### THE TASK:
State the final setting of the man's quest for Utopia in the passage about film screenings.

### PROVIDED PASSAGE:

That same weekend at Northwest Film Forum in the way of Slow-er Cinema of time and space, the ethnographic explorations of Ben Rivers collaborative work with director Ben Russell and their Film of the Year list charting "A Spell to Ward Off the Darkness". The film featuring the performance and music of Robert A.A. Lowe of Lichens and OM, as a man on a quiet quest for Utopia: first in an Estonian commune, then alone in the European woods, and finally in the unlikely setting of a Black Metal concert. An expansive experimental work, in Film Comment's Interview: Ben Rivers and Ben Russell we see the process by which the two directors having crafted a sumptuous visual and sonic experience that is several things at once: the primitive, the transcendental, even a metaphor for cinema itself. The nature of the directors shared fusion of technique and form should come as no surprise to those familiar with Rivers' highly regarded documentary-drama fusion "Two Years at Sea" and where it is the case that in much of his work, "Little Happens, Nothing is Explained" this is a personal, reflective, observational, inward and outward looking cinema of time. Coinciding with Russell's attendance at NWFF for his workshop on Psychedelic Ethnography across town The Grand Illusion will be screening a rare evening of his shorts, "The Garden of Earthly Delights: Three films by Ben Russell".
Along with all of the above, the third weekend in November also marks the final of Robert Horton's monthly Magic Lantern screening and discussion series at The Frye Art Museum. After a decade-long tenure at the museum the Film Comment contributor will be closing out his time as host and moderator of the series with their annual Critics Wrap in December. This weekend's program is the final of the regular screenings, and a exceptional theme has been selected; Time as a Character in Contemporary Film. Through excerpts from the work of directors working either in duration-based cinema (Bela Tarr, Andrei Tarkovsky, Tsai Ming-liang), or narrative which utilizes time as a structural element (Aleksander Sokurov, Jia Zhang-ke, Richard Linklater), Horton will present and discuss these representations of time-focused cinema and the significance of their technical and psychological objectives in the age of the post-MTV quick cut.

### SUPPLIED INFORMATION:

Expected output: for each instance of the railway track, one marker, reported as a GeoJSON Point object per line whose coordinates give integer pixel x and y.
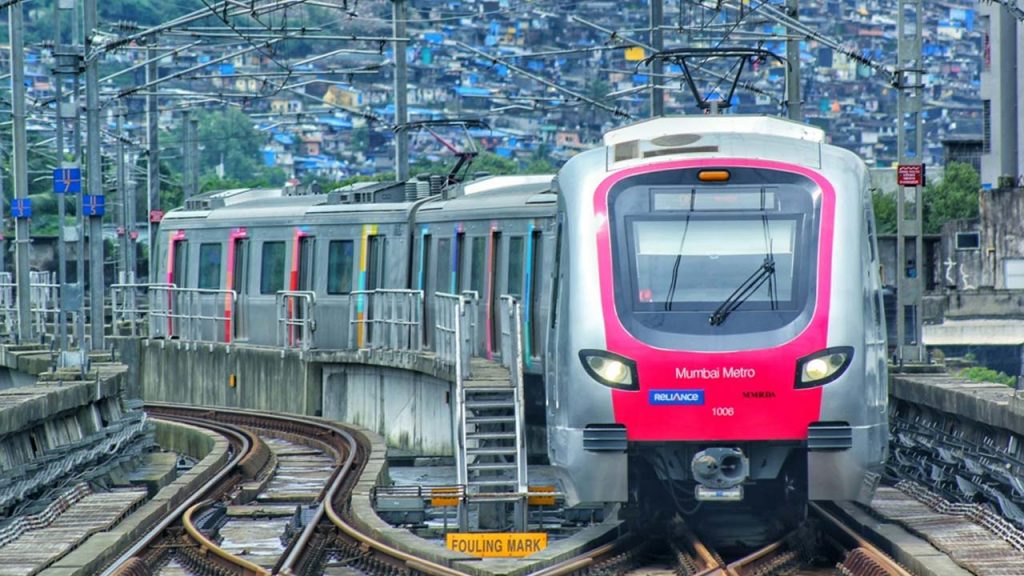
{"type": "Point", "coordinates": [179, 542]}
{"type": "Point", "coordinates": [823, 546]}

### SOLVED PROBLEM:
A Black Metal concert.